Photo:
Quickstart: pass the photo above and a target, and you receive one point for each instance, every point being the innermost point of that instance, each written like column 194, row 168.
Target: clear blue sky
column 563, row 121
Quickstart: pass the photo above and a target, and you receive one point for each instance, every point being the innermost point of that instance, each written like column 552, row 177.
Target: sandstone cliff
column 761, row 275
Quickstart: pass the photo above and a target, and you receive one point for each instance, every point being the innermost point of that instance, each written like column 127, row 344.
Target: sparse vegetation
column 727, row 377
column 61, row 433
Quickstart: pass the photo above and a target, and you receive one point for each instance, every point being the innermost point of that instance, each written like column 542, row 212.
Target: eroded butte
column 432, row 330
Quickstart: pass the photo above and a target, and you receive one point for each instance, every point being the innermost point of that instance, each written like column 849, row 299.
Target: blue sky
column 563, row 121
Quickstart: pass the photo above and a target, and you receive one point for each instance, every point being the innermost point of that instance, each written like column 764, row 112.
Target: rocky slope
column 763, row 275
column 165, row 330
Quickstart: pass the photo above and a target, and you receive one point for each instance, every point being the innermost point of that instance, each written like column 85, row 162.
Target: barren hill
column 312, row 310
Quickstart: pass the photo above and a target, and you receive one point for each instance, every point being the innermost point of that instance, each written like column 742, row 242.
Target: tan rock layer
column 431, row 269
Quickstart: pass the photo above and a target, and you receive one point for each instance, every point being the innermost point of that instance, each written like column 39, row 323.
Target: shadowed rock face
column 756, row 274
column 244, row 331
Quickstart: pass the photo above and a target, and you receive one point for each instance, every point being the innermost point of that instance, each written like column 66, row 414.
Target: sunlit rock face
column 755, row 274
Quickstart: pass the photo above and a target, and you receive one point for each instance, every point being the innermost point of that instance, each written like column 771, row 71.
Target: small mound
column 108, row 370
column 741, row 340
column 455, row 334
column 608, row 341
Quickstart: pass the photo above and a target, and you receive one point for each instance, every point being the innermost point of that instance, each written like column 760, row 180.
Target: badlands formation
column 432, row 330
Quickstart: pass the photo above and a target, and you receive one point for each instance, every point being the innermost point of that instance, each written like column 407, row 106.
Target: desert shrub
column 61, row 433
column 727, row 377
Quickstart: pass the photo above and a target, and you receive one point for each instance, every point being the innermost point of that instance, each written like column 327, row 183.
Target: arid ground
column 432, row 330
═══
▶ **To do**: All lines from the one containing "85, row 162." through the end of the records, both ends included, are to be quoted exactly; please add nothing else.

▶ **In response**:
Quickstart: pass the photo above and a target, and you receive one point for each instance, every point being the innermost point of that instance, each written like column 85, row 162.
Target: barren hill
column 312, row 310
Quickstart: pass the photo above and a target, and you receive one point for each instance, every point being the innermost point of that instance, each written like column 742, row 242.
Target: tan rock layer
column 431, row 269
Quickstart: pass the photo above and a target, and you receive one point for each instance, every point being the innermost point of that instance, each written like column 39, row 323.
Target: shadowed rock face
column 756, row 274
column 244, row 331
Quickstart: pass the photo above and a target, and you receive one point for each instance, every point being the innermost point of that instance, each written like column 66, row 414.
Target: sunlit rock face
column 755, row 274
Quickstart: pass the photo above and a target, and you receive one point for each instance, every point being the innermost point of that instance, each written like column 771, row 71.
Target: small mound
column 108, row 370
column 741, row 340
column 455, row 334
column 608, row 341
Quickstart: pass the photo above and a target, and you receive one point for each instance, every point being the innermost point of that instance, each written like column 760, row 180.
Target: badlands formation
column 432, row 330
Quickstart: pass the photo above and a target, and you receive one point for each instance, every point being the innermost point of that instance, each written like column 407, row 106.
Target: desert shrub
column 61, row 433
column 727, row 377
Quickstart: pass the photo above and a target, and you receive one point for each instance, every point being the innermost point of that instance, each written like column 327, row 183.
Target: arid ground
column 432, row 330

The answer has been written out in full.